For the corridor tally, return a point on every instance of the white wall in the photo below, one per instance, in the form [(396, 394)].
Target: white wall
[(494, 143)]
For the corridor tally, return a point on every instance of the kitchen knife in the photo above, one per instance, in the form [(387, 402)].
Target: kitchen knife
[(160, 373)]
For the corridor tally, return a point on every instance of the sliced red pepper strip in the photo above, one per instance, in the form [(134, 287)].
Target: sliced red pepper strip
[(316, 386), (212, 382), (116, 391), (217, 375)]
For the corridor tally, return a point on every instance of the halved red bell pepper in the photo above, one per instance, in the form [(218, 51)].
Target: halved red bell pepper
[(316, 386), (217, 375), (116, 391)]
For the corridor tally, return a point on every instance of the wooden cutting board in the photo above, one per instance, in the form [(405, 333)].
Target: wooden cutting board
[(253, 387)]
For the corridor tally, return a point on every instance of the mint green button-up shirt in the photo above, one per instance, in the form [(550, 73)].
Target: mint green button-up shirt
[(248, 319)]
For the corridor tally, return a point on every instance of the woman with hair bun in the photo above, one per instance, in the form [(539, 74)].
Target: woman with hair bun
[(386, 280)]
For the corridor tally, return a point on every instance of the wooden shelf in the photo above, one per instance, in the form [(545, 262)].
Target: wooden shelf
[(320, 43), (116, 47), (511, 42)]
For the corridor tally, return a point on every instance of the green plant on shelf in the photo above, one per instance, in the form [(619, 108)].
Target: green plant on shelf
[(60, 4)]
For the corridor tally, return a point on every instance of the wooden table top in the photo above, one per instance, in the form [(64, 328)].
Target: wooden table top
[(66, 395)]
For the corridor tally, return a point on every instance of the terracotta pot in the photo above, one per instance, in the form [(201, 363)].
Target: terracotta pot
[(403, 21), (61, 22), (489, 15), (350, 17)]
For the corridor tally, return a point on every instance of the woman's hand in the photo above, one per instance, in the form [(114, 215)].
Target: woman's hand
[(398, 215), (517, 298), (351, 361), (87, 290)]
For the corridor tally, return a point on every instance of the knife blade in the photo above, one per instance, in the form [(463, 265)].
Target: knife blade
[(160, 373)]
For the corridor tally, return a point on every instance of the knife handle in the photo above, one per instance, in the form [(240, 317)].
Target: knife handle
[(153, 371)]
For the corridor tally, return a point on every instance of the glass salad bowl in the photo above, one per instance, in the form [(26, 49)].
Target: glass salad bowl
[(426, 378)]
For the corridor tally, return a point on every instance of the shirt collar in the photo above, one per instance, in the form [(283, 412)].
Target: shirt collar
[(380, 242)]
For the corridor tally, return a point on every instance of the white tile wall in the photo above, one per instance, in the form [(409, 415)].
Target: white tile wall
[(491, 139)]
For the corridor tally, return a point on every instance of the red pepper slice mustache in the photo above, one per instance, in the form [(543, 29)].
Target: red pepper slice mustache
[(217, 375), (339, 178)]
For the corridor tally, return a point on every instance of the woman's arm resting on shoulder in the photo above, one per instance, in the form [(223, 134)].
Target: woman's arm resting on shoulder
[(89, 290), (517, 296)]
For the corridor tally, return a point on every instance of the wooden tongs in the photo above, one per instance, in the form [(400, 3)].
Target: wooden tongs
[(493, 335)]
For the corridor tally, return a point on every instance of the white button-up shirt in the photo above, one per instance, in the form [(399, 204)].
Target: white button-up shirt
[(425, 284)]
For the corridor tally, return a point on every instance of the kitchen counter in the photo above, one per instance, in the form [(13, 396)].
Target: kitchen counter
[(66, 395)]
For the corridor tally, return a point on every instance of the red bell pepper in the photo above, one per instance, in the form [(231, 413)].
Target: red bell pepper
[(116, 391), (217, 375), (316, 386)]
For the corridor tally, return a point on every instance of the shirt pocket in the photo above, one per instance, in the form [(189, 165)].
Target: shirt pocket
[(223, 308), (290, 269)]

▬▬▬▬▬▬▬▬▬▬

__What is expected__: Starting at the line that contains "form [(231, 413)]." and ending at the final line of the records, write those lines out again in full, including the requests. Shift every point coordinate in the answers by adding 115 to each number, and leave all other text unchanged.

__Task response__:
For the corridor tally, return a point on every instance of the red bell pepper in the photo above, one per instance, in the form [(231, 413)].
Target: red bell pepper
[(231, 506), (332, 490), (431, 501)]
For the corridor tally, return a point on every instance of the shirt pocket in the photo above, one per instance, in the form [(189, 165)].
Target: shirt pocket
[(338, 423), (405, 384)]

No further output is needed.